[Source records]

----

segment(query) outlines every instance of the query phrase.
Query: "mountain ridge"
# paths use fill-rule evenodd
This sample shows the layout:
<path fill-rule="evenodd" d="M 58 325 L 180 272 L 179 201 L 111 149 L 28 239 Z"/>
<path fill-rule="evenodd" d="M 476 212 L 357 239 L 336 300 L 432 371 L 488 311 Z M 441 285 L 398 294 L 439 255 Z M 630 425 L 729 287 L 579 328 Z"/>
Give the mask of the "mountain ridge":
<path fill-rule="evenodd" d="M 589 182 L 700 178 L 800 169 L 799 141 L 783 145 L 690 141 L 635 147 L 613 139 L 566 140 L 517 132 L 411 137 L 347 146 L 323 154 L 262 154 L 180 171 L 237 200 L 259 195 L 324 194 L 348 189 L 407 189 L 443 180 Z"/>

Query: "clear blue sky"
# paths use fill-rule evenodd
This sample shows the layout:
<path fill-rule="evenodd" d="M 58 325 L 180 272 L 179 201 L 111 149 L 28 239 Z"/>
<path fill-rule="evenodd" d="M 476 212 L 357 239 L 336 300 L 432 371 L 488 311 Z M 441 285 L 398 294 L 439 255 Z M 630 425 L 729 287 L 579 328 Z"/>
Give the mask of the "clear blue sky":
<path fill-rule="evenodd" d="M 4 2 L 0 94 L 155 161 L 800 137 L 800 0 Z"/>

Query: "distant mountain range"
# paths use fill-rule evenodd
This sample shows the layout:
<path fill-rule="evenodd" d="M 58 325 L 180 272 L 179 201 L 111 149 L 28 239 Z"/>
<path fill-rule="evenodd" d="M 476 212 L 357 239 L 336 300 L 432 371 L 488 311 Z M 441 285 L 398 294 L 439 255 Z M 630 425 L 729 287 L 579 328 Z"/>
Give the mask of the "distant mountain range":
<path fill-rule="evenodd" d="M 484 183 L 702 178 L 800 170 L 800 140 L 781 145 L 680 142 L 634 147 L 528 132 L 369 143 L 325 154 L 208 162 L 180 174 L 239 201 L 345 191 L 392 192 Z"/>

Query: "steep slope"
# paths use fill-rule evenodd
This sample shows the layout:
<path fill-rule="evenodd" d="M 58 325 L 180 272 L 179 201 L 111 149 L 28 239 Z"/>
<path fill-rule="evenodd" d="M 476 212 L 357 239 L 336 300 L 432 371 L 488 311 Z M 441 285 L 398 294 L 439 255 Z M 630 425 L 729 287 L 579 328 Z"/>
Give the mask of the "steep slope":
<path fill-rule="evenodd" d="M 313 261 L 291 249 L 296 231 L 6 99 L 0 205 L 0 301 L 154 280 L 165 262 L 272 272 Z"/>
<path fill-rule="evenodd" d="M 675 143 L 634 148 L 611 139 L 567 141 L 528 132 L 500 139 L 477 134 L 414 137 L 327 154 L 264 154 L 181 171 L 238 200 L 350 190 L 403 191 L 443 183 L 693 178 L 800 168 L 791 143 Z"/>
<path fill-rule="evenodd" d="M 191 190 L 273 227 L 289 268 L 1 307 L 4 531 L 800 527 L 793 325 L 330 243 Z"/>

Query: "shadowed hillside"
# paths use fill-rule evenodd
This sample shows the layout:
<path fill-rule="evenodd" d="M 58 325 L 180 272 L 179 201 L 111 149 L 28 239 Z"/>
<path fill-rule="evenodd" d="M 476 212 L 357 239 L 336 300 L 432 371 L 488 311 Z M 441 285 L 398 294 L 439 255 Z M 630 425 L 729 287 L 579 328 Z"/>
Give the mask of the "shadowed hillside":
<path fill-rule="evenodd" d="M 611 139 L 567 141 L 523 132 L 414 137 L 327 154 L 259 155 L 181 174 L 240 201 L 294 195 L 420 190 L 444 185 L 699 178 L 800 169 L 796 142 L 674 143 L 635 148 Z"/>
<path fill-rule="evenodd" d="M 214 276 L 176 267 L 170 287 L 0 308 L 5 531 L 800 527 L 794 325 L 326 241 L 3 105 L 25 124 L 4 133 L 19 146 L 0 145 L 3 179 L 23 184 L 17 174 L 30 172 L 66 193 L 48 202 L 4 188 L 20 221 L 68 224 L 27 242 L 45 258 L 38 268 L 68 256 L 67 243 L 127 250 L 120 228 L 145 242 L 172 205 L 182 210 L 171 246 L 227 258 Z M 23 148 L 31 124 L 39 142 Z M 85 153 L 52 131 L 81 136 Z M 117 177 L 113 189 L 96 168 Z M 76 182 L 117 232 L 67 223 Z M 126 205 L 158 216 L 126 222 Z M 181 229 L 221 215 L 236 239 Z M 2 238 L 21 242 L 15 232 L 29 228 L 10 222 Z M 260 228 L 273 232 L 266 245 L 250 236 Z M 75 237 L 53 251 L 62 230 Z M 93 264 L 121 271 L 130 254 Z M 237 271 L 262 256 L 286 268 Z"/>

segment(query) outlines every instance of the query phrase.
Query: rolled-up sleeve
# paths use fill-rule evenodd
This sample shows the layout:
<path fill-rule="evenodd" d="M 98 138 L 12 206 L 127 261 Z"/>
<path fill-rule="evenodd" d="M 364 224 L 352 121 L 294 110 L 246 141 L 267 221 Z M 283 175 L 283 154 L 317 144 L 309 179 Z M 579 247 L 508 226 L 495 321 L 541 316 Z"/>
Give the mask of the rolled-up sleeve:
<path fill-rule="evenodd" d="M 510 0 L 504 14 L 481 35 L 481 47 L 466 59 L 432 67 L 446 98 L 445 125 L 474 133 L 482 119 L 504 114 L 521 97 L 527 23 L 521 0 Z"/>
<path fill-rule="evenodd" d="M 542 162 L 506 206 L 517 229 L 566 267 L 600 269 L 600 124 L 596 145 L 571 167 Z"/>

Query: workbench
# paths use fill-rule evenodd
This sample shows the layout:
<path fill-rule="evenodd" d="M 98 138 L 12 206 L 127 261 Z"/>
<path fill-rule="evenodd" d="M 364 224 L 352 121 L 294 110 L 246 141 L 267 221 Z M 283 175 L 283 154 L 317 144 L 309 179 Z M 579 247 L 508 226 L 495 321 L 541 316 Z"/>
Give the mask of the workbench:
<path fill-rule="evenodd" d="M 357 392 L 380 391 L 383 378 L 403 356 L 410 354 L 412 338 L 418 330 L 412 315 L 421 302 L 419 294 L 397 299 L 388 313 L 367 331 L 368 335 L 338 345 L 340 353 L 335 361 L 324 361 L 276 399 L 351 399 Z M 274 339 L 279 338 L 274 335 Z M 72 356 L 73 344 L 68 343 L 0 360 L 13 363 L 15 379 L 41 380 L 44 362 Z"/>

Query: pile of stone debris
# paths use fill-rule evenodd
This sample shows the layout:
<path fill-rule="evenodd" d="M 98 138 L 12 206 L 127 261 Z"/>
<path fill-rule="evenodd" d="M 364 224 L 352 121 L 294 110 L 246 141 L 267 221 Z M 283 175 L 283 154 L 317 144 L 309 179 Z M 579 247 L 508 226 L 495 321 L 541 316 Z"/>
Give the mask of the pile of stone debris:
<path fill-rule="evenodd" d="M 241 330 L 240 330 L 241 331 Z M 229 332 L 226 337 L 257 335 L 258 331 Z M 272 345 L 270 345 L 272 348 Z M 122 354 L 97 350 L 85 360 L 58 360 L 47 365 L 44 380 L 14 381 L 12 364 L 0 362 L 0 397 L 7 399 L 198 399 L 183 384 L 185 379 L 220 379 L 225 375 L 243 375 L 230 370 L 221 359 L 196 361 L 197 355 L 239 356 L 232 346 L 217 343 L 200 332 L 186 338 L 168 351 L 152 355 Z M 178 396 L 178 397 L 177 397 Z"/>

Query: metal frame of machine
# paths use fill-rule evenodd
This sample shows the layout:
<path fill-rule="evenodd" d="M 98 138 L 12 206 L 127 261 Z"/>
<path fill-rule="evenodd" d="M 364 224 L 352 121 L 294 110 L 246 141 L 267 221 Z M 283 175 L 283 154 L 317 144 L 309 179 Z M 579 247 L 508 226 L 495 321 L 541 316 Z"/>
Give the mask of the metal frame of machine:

----

### [Problem to solve]
Using the entries above, tally how many lines have the word "frame" in them; write the number and nothing more.

### [Task output]
2